STATED EXERCISE 1: In the passage on Manchester City's reserve and youth teams, explain why the club re-entered the Central League in 2006.
## start QUOTED TEXT
The UEFA Youth League launched in 2013–14, replacing the NextGen series, as a U-19 competition for the youth teams of Champions League participants and national champions at U-18 level. Teams fielded by City in this competition were therefore a hybrid of their EDS and academy squads. Their best performance to date has been a semi-final appearance in 2017–18.

Manchester City has fielded a reserve team since 1892 when the reserves played in the Lancashire Combination. The reserves were champions of the Lancashire Combination in 1901–02.
The club left the Lancashire Combination in 1911 to join the Central League upon its formation. The City reserve team then played in the Central League until 2000, winning it on three occasions in the 1977–78, 1986–87 and 1999–2000 seasons. In 2006, the club re-entered the Central League – now the Pontin's League (West) – but this time in order to provide games for the 'Under-17' age group of players.

In recent seasons, Manchester City has purchased, registered and loaned young international players as part of their development strategy for the City Football Group. Although these players are officially Manchester City players, they have never made competitive appearances for City's senior or youth teams and may in future be transferred out before doing so. In 2022, FIFA have implemented new rules which will now restrict loans of this nature.

===Home ground===
The EDS play all of their home fixtures at the Joie Stadium.
## end QUOTED TEXT
## start RECORDS FOR THIS EXERCISE
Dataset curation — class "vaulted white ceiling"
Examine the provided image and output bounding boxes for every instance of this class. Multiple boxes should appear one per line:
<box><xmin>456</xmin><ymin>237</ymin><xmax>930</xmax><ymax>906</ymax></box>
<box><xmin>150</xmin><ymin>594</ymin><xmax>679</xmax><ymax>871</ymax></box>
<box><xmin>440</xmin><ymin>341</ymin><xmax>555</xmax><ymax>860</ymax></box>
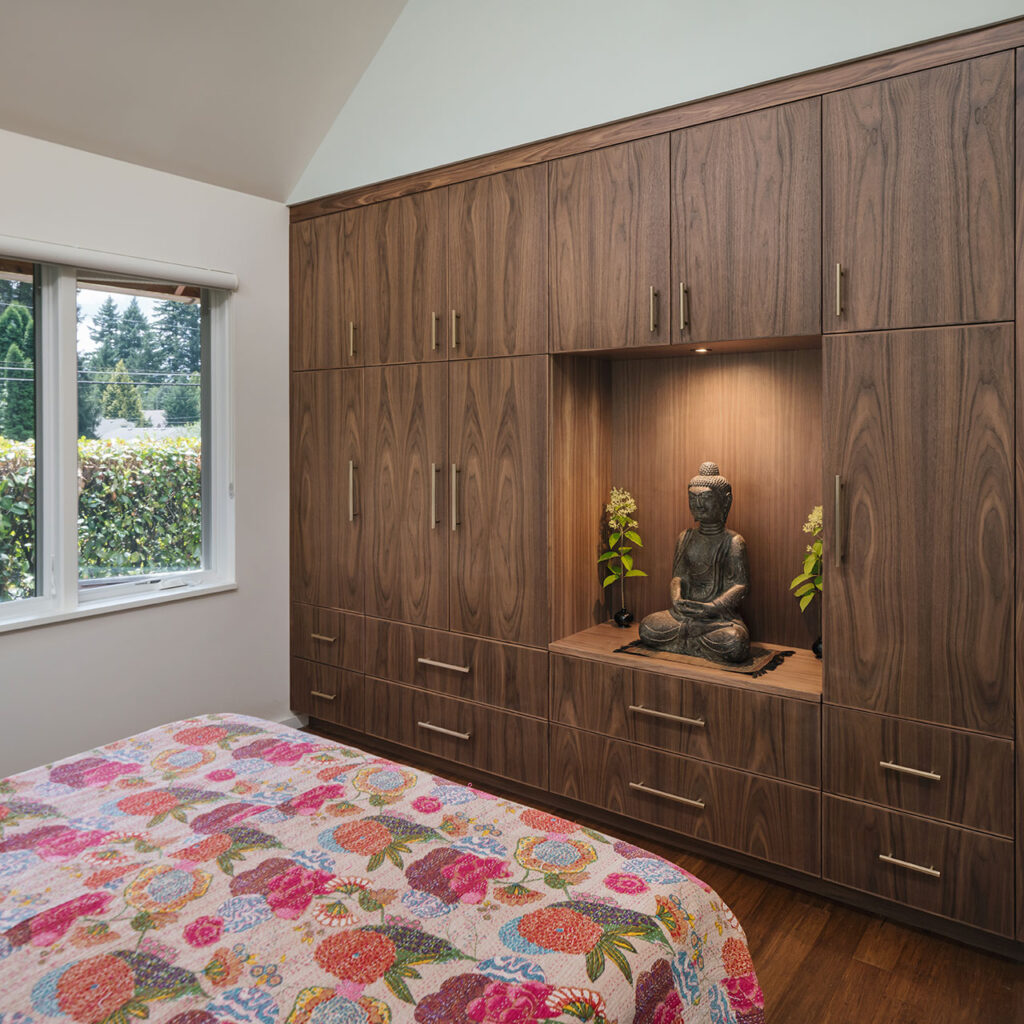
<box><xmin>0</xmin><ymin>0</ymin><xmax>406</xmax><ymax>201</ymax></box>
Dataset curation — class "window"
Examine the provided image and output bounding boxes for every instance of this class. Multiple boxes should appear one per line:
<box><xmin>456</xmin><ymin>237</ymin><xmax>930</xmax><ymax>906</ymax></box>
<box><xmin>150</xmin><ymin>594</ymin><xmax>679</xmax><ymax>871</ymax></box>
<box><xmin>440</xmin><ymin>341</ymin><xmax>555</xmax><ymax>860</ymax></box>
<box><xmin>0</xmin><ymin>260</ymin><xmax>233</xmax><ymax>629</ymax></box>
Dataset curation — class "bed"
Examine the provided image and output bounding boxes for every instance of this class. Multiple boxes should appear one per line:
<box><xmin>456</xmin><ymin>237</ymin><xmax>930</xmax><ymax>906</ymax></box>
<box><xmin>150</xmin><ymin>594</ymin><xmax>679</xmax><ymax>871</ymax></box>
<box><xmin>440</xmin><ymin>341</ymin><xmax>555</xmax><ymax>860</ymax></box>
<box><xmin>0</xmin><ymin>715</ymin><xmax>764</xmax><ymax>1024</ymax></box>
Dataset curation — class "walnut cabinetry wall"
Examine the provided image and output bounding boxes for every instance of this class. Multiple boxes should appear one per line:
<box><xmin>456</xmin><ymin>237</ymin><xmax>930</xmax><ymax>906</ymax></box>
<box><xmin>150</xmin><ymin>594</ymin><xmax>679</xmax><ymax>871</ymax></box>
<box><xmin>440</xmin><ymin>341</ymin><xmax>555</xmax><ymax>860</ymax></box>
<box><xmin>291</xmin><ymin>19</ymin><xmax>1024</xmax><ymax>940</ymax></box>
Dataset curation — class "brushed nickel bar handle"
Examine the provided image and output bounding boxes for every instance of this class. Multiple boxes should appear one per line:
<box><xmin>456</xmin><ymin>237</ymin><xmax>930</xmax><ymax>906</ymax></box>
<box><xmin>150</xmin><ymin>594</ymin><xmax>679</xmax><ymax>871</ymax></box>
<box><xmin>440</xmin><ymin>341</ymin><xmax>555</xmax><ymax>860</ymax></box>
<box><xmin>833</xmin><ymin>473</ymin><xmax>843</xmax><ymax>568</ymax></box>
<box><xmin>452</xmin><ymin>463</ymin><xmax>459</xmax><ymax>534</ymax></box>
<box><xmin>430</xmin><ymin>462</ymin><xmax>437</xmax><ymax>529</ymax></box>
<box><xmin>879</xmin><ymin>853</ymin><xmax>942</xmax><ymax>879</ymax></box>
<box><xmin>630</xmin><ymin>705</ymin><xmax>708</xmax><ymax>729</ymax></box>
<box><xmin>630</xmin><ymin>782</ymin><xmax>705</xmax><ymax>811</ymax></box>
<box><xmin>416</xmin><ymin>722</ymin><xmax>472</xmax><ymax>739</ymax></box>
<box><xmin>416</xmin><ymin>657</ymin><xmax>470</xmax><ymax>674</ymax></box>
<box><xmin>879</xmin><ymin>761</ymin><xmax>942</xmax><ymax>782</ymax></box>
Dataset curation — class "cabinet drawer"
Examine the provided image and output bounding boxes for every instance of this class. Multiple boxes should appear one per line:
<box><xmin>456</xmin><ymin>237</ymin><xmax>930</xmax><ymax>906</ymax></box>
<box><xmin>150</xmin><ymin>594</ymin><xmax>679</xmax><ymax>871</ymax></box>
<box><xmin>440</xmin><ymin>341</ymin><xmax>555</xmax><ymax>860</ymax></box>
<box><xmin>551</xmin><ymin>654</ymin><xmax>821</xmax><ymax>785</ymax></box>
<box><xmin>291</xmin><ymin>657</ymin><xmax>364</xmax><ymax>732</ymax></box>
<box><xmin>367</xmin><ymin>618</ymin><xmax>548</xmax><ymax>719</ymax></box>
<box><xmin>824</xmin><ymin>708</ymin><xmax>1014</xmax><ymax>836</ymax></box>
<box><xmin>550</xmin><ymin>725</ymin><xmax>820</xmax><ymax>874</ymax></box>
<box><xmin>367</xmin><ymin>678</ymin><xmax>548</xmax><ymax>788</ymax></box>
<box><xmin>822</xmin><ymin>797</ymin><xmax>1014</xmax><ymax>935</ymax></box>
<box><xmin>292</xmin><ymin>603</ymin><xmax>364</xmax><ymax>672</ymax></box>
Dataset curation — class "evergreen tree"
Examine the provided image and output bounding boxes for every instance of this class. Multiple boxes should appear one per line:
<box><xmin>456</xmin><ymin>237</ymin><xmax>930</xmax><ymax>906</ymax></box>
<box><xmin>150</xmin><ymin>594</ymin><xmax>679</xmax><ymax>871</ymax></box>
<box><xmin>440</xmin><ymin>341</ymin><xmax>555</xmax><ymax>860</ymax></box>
## end RECORDS FOR THIS EXERCISE
STATED EXERCISE 2: How many lines of the records above contain the string "curation"? Give only the number.

WRITTEN SOLUTION 1: The club re-entered the Central League, by then the Pontin's League (West), to provide games for its 'Under-17' age group of players.

WRITTEN SOLUTION 2: 7